*** EXCERPT TO READ Section Begins ***
Finally, we assessed whether sphingolipids mediated the association between the microbiome and incident T2D. Microbiome risk factors that were statistically significantly associated with incident T2D were selected as exposures, while sphingolipid PCs that were statistically significant associated with incident T2D were treated as potential mediators (p<0.05). Mediation was carried out using the difference method29 using a pair of models: an uncorrected model equal to the microbiome CPH model and a mediator-corrected model equal to the microbiome CPH model with the candidate mediator added. Mediation was calculated as the difference between the total effect (uncorrected model) and the direct effect (mediator-corrected model). Statistical significance of the observed mediation was determined using permutation testing with 10 000 permutations.
Finally, as an additional exploratory analysis, we repeated survival and mediation analyses with OTUs as microbiome exposures. For survival analysis, OTUs were selected using a two-step procedure, as described by Newcombe et al.30 For the Bayesian variable selection step, a bayesian factor cut-off BF> 10 was used, corresponding to strong evidence for selecting a variable.31 Additionally, based on a priori hypotheses, the bacteroidetes-firmicutes ratio (defined as the ratio of the sum of the abundances all OTUs belonging to the phyla bacteroidetes and firmicutes) and enterotype were included in the second step (CPH model). The bacteroidetes-firmicutes ratio was square-root-transformed to counteract positive skewness. Variables with p<0.05 were selected for mediation analysis. Mediation analysis using the difference method and permutation testing were performed analogously to the main mediation analysis, with OTUs instead of PCs as exposures.
All analyses were adjusted for potential confounders based on literature, including age, sex, ethnicity, education level (as proxy for socioeconomic status), BMI, alcohol intake, tobacco use and physical activity. BMI may be part of the causal pathway, therefore we have conducted sensitivity analyses without BMI considered as a confounder. As an additional sensitivity analysis, survival and mediation analyses were repeated with different metrics for α-diversity. Shannon diversity was replaced by observed richness and inverse Simpson index. Missing data (n=5 in all variables) were imputed using single imputation with predictive mean matching.32–35 A statistical significance two-sided threshold of α=0.05 was employed. Bonferroni correction was used for the mediation analyses with family-wise error rate (FWER) ≤ 0.05.
*** EXCERPT TO READ Section Ends ***
*** PROVIDED RECORDS Section Begins ***
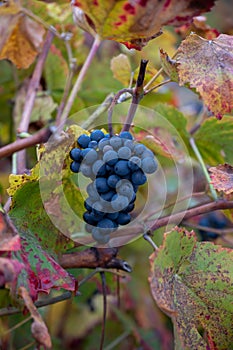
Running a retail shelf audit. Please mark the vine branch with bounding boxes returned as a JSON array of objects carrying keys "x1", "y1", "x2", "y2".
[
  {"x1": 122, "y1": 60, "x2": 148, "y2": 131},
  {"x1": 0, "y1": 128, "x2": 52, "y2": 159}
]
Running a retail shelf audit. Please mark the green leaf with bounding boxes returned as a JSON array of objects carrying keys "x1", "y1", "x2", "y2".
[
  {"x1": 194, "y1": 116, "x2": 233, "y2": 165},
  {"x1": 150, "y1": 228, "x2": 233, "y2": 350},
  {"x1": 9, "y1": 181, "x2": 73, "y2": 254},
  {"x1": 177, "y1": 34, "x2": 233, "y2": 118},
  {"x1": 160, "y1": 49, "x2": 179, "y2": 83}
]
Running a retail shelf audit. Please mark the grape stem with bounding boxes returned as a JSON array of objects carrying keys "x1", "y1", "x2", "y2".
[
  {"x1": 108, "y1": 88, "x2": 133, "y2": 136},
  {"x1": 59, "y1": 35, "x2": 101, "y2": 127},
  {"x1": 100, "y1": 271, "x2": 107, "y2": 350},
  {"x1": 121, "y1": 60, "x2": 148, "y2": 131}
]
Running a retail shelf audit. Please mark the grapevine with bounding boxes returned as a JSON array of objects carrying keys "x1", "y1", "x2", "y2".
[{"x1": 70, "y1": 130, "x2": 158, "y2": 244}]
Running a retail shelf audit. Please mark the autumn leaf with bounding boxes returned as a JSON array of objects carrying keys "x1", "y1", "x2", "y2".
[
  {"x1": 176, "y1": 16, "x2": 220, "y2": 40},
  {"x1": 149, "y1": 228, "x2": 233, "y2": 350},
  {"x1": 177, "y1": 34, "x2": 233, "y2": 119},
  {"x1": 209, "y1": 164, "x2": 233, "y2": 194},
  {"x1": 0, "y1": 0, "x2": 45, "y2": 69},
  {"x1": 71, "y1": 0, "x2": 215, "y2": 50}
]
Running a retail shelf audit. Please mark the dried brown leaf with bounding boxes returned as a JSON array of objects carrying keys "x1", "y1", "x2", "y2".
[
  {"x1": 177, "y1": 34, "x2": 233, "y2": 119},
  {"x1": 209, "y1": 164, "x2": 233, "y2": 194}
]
*** PROVIDED RECORDS Section Ends ***
*** PROVIDED RECORDS Section Begins ***
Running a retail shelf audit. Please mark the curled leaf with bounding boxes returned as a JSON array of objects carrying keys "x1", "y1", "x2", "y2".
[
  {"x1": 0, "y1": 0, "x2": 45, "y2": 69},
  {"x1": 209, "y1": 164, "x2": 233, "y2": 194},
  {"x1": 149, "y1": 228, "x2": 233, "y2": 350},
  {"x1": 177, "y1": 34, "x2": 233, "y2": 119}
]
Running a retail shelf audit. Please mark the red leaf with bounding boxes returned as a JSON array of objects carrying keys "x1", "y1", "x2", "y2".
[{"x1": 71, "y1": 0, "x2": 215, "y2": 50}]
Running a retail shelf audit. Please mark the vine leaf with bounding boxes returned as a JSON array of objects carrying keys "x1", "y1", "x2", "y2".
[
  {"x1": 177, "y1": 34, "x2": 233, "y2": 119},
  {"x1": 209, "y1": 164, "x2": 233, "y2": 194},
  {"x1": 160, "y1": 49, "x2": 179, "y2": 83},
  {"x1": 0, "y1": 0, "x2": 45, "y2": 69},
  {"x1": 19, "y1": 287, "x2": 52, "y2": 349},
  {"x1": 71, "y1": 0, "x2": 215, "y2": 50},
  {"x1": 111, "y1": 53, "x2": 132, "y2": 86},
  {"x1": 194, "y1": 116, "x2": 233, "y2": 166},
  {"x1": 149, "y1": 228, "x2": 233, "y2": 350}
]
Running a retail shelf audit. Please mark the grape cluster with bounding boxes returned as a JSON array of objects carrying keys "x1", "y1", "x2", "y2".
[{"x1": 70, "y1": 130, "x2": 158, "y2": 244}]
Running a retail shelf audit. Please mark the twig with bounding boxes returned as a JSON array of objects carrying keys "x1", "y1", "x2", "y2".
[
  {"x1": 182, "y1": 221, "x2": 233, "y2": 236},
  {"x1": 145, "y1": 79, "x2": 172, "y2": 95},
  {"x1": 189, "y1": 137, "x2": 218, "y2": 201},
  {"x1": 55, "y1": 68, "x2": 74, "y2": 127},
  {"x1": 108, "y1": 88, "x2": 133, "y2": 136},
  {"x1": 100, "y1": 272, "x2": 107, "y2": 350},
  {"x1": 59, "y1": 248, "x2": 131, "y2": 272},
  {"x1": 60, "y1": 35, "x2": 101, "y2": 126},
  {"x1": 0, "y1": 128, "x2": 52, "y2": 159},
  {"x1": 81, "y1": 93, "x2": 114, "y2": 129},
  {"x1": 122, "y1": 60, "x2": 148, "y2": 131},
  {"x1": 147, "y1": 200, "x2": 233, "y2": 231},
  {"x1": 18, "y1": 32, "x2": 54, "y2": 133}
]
*** PROVIDED RECORDS Section Ends ***
**PROBLEM SET:**
1 – Translate this sentence from the methods excerpt into Spanish: "The bacteroidetes-firmicutes ratio was square-root-transformed to counteract positive skewness."
2 – Retype the part of the methods excerpt starting with "All analyses were" and going on through "(FWER) ≤ 0.05.".
Work only from the methods excerpt on the microbiome and diabetes, not from the entries.

**ANSWERS TO THE PROBLEMS:**
1 – La razón bacteroidetes-firmicutes se transformó mediante raíz cuadrada para contrarrestar la asimetría positiva.

2 –
All analyses were adjusted for potential confounders based on literature, including age, sex, ethnicity, education level (as proxy for socioeconomic status), BMI, alcohol intake, tobacco use and physical activity. BMI may be part of the causal pathway, therefore we have conducted sensitivity analyses without BMI considered as a confounder. As an additional sensitivity analysis, survival and mediation analyses were repeated with different metrics for α-diversity. Shannon diversity was replaced by observed richness and inverse Simpson index. Missing data (n=5 in all variables) were imputed using single imputation with predictive mean matching.32–35 A statistical significance two-sided threshold of α=0.05 was employed. Bonferroni correction was used for the mediation analyses with family-wise error rate (FWER) ≤ 0.05.